*** DATA TO EXAMINE ***

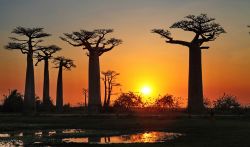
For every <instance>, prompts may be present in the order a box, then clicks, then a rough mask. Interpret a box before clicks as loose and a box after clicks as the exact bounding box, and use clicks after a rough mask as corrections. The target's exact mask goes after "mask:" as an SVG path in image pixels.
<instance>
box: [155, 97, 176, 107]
mask: <svg viewBox="0 0 250 147" xmlns="http://www.w3.org/2000/svg"><path fill="white" fill-rule="evenodd" d="M179 99H180V98H176V97H174V96H173V95H169V94H166V95H164V96H160V97H159V98H158V99H157V100H156V101H155V106H156V107H159V108H168V109H172V108H179V107H180V102H179Z"/></svg>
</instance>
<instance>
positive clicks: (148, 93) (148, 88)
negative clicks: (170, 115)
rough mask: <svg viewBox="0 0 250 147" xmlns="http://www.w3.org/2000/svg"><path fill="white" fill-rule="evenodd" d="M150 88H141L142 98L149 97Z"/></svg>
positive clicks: (150, 87) (150, 89)
mask: <svg viewBox="0 0 250 147" xmlns="http://www.w3.org/2000/svg"><path fill="white" fill-rule="evenodd" d="M151 91H152V89H151V87H149V86H144V87H142V88H141V93H142V94H143V95H144V96H149V95H150V94H151Z"/></svg>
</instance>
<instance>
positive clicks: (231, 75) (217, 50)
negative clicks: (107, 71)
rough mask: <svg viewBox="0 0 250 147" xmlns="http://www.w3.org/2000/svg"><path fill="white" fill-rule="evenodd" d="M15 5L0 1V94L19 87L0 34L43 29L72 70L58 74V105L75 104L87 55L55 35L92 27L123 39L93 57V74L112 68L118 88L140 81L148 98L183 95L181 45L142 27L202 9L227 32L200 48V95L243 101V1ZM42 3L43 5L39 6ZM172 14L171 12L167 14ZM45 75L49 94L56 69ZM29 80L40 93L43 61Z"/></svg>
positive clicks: (27, 1)
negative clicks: (59, 96)
mask: <svg viewBox="0 0 250 147" xmlns="http://www.w3.org/2000/svg"><path fill="white" fill-rule="evenodd" d="M15 2H16V3H12V2H8V1H5V0H4V1H1V2H0V5H1V7H3V6H4V8H2V9H1V14H0V18H1V20H4V21H1V22H0V24H1V25H0V47H1V49H0V68H1V72H0V94H1V95H3V94H7V93H8V89H14V88H17V89H18V90H20V91H21V92H23V90H24V81H25V68H26V65H25V56H24V55H22V54H21V53H20V52H18V51H8V50H5V49H4V48H3V46H4V45H5V44H7V42H8V37H10V36H12V35H11V34H10V32H11V30H12V29H13V28H14V27H15V26H18V25H21V26H25V27H26V26H27V27H28V26H41V27H45V31H46V32H48V33H51V34H53V36H52V37H49V38H46V39H45V40H46V41H45V42H46V44H56V45H58V46H60V47H62V48H63V50H62V51H61V52H60V53H58V55H63V56H66V57H70V58H72V59H74V60H75V64H76V65H77V68H75V69H72V71H64V79H63V80H64V98H65V103H68V102H70V103H71V104H73V105H75V104H77V103H79V102H83V96H82V88H87V77H88V75H87V70H88V57H87V56H86V55H85V51H83V50H81V49H80V48H74V47H71V46H70V45H68V44H67V43H65V42H63V41H61V40H60V39H59V38H58V37H59V36H60V35H62V33H65V32H71V31H77V30H79V29H89V30H91V29H95V28H113V29H114V30H115V33H113V34H112V35H111V36H115V37H117V38H120V39H122V40H123V44H121V45H120V46H118V47H116V48H114V50H112V51H110V52H108V53H105V54H103V55H102V56H101V58H100V62H101V71H105V70H108V69H110V70H115V71H117V72H119V73H120V76H119V77H118V81H119V82H120V83H121V84H122V87H120V88H121V91H123V92H127V91H140V88H141V87H142V86H143V85H148V86H151V87H152V92H153V96H157V95H158V94H161V95H163V94H166V93H170V94H173V95H175V96H178V97H183V98H184V99H186V98H187V80H188V49H187V48H185V47H182V46H178V45H171V44H166V43H165V42H164V39H162V38H160V37H159V36H158V35H156V34H152V33H150V30H151V29H153V28H168V27H169V26H170V25H171V24H172V23H174V22H176V21H178V20H181V19H182V18H183V17H184V16H186V15H187V14H196V15H197V14H200V13H207V14H208V15H209V16H211V17H215V18H216V22H218V23H220V24H221V25H222V26H223V27H224V29H225V30H226V31H227V34H223V35H221V36H220V37H219V38H218V39H217V40H216V41H214V42H210V43H209V44H208V45H209V46H210V49H209V50H204V51H203V83H204V96H205V97H208V98H211V99H214V98H217V97H218V96H221V95H222V94H223V93H224V92H226V93H229V94H233V95H236V96H237V97H238V98H239V100H240V101H241V102H242V103H244V104H250V76H249V75H250V35H249V34H248V31H249V30H250V29H248V28H247V27H246V26H247V25H248V24H250V20H249V19H248V18H249V17H248V16H250V10H249V9H248V6H249V5H250V3H249V2H248V1H245V0H241V1H237V2H234V1H226V0H221V1H220V2H219V3H217V4H216V5H215V3H213V1H208V0H204V1H202V2H199V1H195V0H193V1H192V0H188V1H187V2H186V4H185V5H179V3H180V1H176V2H174V1H171V0H170V1H167V2H168V3H167V2H164V1H161V0H156V1H155V2H154V3H152V1H151V2H150V1H148V0H145V1H143V0H138V2H136V3H134V2H133V1H131V0H128V1H127V2H114V0H107V3H108V4H106V3H104V2H99V3H98V4H97V0H93V1H88V0H85V1H82V2H79V1H73V2H71V3H68V2H67V1H62V2H61V1H60V2H59V1H58V0H57V1H56V0H55V1H54V2H51V3H50V1H44V2H32V1H29V0H27V1H25V2H26V3H28V4H29V6H32V7H34V10H32V13H29V12H28V11H27V10H26V8H27V6H26V5H25V3H20V2H18V1H15ZM139 2H140V3H139ZM1 3H2V4H1ZM225 3H226V4H227V5H225ZM43 7H46V11H45V10H44V9H43ZM236 7H237V8H236ZM11 9H15V11H10V10H11ZM173 11H176V13H175V14H173V13H171V12H173ZM114 12H115V13H114ZM3 14H5V15H3ZM171 32H172V35H173V37H174V38H176V39H183V40H191V38H192V37H193V34H192V33H188V32H183V31H181V30H173V29H171ZM50 67H52V64H50ZM50 79H51V96H52V98H53V99H54V98H55V89H56V79H57V69H54V68H51V69H50ZM35 82H36V93H37V95H39V96H40V97H41V95H42V83H43V64H39V65H38V67H35ZM120 88H118V89H117V91H118V92H119V91H120ZM54 101H55V100H54Z"/></svg>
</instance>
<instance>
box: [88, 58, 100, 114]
mask: <svg viewBox="0 0 250 147" xmlns="http://www.w3.org/2000/svg"><path fill="white" fill-rule="evenodd" d="M101 106H102V103H101V91H100V64H99V55H98V54H97V53H90V55H89V103H88V111H89V112H94V113H97V112H99V111H100V109H101Z"/></svg>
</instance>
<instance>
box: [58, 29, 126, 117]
mask: <svg viewBox="0 0 250 147" xmlns="http://www.w3.org/2000/svg"><path fill="white" fill-rule="evenodd" d="M112 32H113V30H112V29H97V30H93V31H87V30H80V31H79V32H73V33H71V34H69V33H65V34H64V35H65V38H64V37H61V39H62V40H63V41H66V42H68V43H69V44H70V45H72V46H74V47H82V49H84V50H88V53H87V56H88V57H89V80H88V82H89V87H88V89H89V100H88V109H89V111H90V112H98V111H99V110H100V108H101V105H102V104H101V91H100V64H99V56H101V55H102V54H103V53H105V52H108V51H110V50H112V49H113V48H114V47H115V46H118V45H119V44H121V42H122V41H121V40H120V39H115V38H110V39H106V38H105V37H106V36H107V35H108V34H110V33H112Z"/></svg>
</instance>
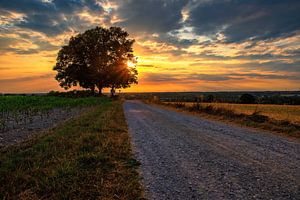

*** End of DATA TO EXAMINE ***

TASK PROMPT = Each entry, start to finish, goes into your copy exactly; the pictures stay out.

TASK ANSWER =
For every <instance>, prompts may be present in the order a box, then clicks, then a rough mask. Interpret a box before clicks as loose and a box after clicks as the exact bounding box, and use clicks after a rough mask as corrections. The target's exact mask goes after "mask:" as an SVG path in image pixels.
<instance>
box: [155, 97, 176, 107]
mask: <svg viewBox="0 0 250 147" xmlns="http://www.w3.org/2000/svg"><path fill="white" fill-rule="evenodd" d="M179 99H180V98H176V97H174V96H173V95H169V94H166V95H164V96H160V97H159V98H158V99H157V100H156V101H155V106H156V107H159V108H168V109H172V108H179V107H180V102H179Z"/></svg>
</instance>
<instance>
positive clicks: (148, 93) (148, 88)
negative clicks: (170, 115)
rough mask: <svg viewBox="0 0 250 147" xmlns="http://www.w3.org/2000/svg"><path fill="white" fill-rule="evenodd" d="M150 88H141L142 98L149 97Z"/></svg>
positive clicks: (150, 87) (150, 89)
mask: <svg viewBox="0 0 250 147" xmlns="http://www.w3.org/2000/svg"><path fill="white" fill-rule="evenodd" d="M151 91H152V89H151V87H149V86H144V87H142V88H141V93H142V94H143V95H144V96H149V95H150V94H151Z"/></svg>
</instance>
<instance>
positive clicks: (231, 75) (217, 50)
negative clicks: (107, 71)
rough mask: <svg viewBox="0 0 250 147" xmlns="http://www.w3.org/2000/svg"><path fill="white" fill-rule="evenodd" d="M15 5L0 1V94L19 87L0 34L43 29L72 70L58 74V105L75 104L87 55L55 35L92 27L123 39L93 57V74L112 68L118 88L140 81L148 98L183 95L181 45L142 27L202 9L227 32L200 48V95L243 101V1ZM42 3L43 5L39 6ZM172 14L171 12L167 14ZM45 75L49 94L56 69ZM29 80L40 93L43 61Z"/></svg>
positive clicks: (27, 1)
negative clicks: (59, 96)
mask: <svg viewBox="0 0 250 147" xmlns="http://www.w3.org/2000/svg"><path fill="white" fill-rule="evenodd" d="M15 2H16V3H12V2H8V1H5V0H4V1H1V2H0V5H1V7H3V6H4V8H2V9H1V14H0V18H1V20H4V21H1V22H0V24H1V25H0V47H1V49H0V68H1V72H0V94H1V95H3V94H7V93H8V89H14V88H17V89H18V90H20V91H21V92H23V90H24V81H25V68H26V65H25V56H24V55H22V54H21V53H20V52H18V51H8V50H5V49H4V48H3V46H4V45H5V44H7V42H8V37H10V36H12V35H11V34H10V32H11V30H12V29H13V28H14V27H15V26H18V25H21V26H25V27H26V26H27V27H28V26H41V27H45V31H46V32H48V33H51V34H53V36H52V37H49V38H46V39H45V40H46V41H45V42H46V44H56V45H58V46H60V47H62V48H63V50H62V51H61V52H60V53H58V55H63V56H66V57H70V58H72V59H74V60H75V64H76V65H77V68H75V69H72V71H64V79H63V80H64V98H65V103H68V102H70V103H71V104H73V105H75V104H77V103H79V102H83V96H82V88H87V77H88V75H87V70H88V57H87V56H86V55H85V51H83V50H81V49H80V48H74V47H71V46H70V45H68V44H67V43H65V42H63V41H61V40H60V39H59V38H58V37H59V36H60V35H62V33H65V32H71V31H77V30H79V29H89V30H91V29H95V28H113V29H114V30H115V33H113V34H112V35H111V36H115V37H117V38H120V39H122V40H123V44H121V45H120V46H118V47H116V48H114V50H112V51H110V52H108V53H105V54H103V55H102V56H101V58H100V62H101V71H105V70H108V69H110V70H115V71H117V72H119V73H120V76H119V77H118V81H119V82H120V83H121V84H122V87H120V88H121V91H123V92H127V91H140V88H141V87H142V86H143V85H148V86H151V87H152V92H153V96H157V95H158V94H161V95H163V94H166V93H170V94H173V95H175V96H178V97H183V98H184V99H186V98H187V80H188V49H187V48H185V47H182V46H178V45H171V44H166V43H165V42H164V39H162V38H160V37H159V36H158V35H156V34H152V33H150V30H151V29H153V28H168V27H169V26H170V25H171V24H172V23H174V22H176V21H178V20H181V19H182V18H183V17H184V16H186V15H187V14H196V15H197V14H200V13H207V14H208V15H209V16H211V17H215V18H216V22H218V23H220V24H221V25H222V26H223V27H224V29H225V30H226V31H227V34H223V35H221V36H220V37H219V38H218V39H217V40H216V41H214V42H210V43H209V44H208V45H209V46H210V49H209V50H204V51H203V83H204V96H205V97H208V98H211V99H214V98H217V97H218V96H221V95H222V94H223V93H224V92H226V93H229V94H233V95H236V96H237V97H238V98H239V100H240V101H241V102H242V103H244V104H250V76H249V75H250V35H249V34H248V31H249V30H250V29H248V28H247V27H246V26H247V25H248V24H250V20H249V19H248V18H249V17H248V16H250V10H249V9H248V6H249V5H250V3H249V2H248V1H245V0H241V1H237V2H234V1H226V0H221V1H220V2H219V3H217V4H216V5H215V3H213V1H208V0H204V1H202V2H199V1H195V0H193V1H192V0H188V1H187V2H186V4H185V5H179V3H180V1H176V2H174V1H171V0H170V1H167V2H168V3H167V2H164V1H161V0H156V1H155V2H154V3H152V1H151V2H150V1H148V0H145V1H143V0H138V2H136V3H134V2H133V1H131V0H128V1H127V2H114V0H107V3H108V4H106V3H104V2H99V3H98V4H97V0H93V1H88V0H85V1H82V2H79V1H73V2H71V3H68V2H67V1H62V2H61V1H60V2H59V1H58V0H57V1H56V0H55V1H54V2H51V3H50V1H44V2H32V1H29V0H27V1H25V2H26V3H28V4H29V6H32V7H34V10H32V13H29V12H28V11H27V10H26V8H27V6H26V5H25V3H20V2H18V1H15ZM139 2H140V3H139ZM1 3H2V4H1ZM225 3H226V4H227V5H225ZM43 7H46V11H45V10H44V9H43ZM236 7H237V8H236ZM11 9H15V11H10V10H11ZM173 11H176V13H175V14H173V13H171V12H173ZM114 12H115V13H114ZM3 14H5V15H3ZM171 32H172V35H173V37H174V38H176V39H183V40H191V38H192V37H193V34H192V33H188V32H183V31H181V30H173V29H171ZM50 67H52V64H50ZM50 79H51V96H52V98H53V99H54V98H55V89H56V79H57V69H54V68H51V69H50ZM35 82H36V93H37V95H39V96H40V97H41V95H42V83H43V64H39V65H38V67H35ZM120 88H118V89H117V91H118V92H119V91H120ZM54 101H55V100H54Z"/></svg>
</instance>
<instance>
box: [88, 58, 100, 114]
mask: <svg viewBox="0 0 250 147" xmlns="http://www.w3.org/2000/svg"><path fill="white" fill-rule="evenodd" d="M101 106H102V103H101V91H100V64H99V55H98V54H97V53H90V55H89V103H88V111H89V112H94V113H97V112H99V111H100V109H101Z"/></svg>
</instance>
<instance>
box: [58, 29, 126, 117]
mask: <svg viewBox="0 0 250 147" xmlns="http://www.w3.org/2000/svg"><path fill="white" fill-rule="evenodd" d="M112 32H113V30H112V29H97V30H93V31H87V30H80V31H79V32H73V33H71V34H69V33H65V34H64V35H65V38H64V37H61V39H62V40H63V41H66V42H68V43H69V44H70V45H72V46H74V47H82V49H84V50H88V53H87V56H88V57H89V80H88V82H89V87H88V89H89V100H88V109H89V111H90V112H98V111H99V110H100V108H101V105H102V104H101V91H100V64H99V56H101V55H102V54H103V53H105V52H108V51H110V50H112V49H113V48H114V47H115V46H118V45H119V44H121V42H122V41H121V40H120V39H115V38H110V39H106V38H105V37H106V36H107V35H108V34H110V33H112Z"/></svg>
</instance>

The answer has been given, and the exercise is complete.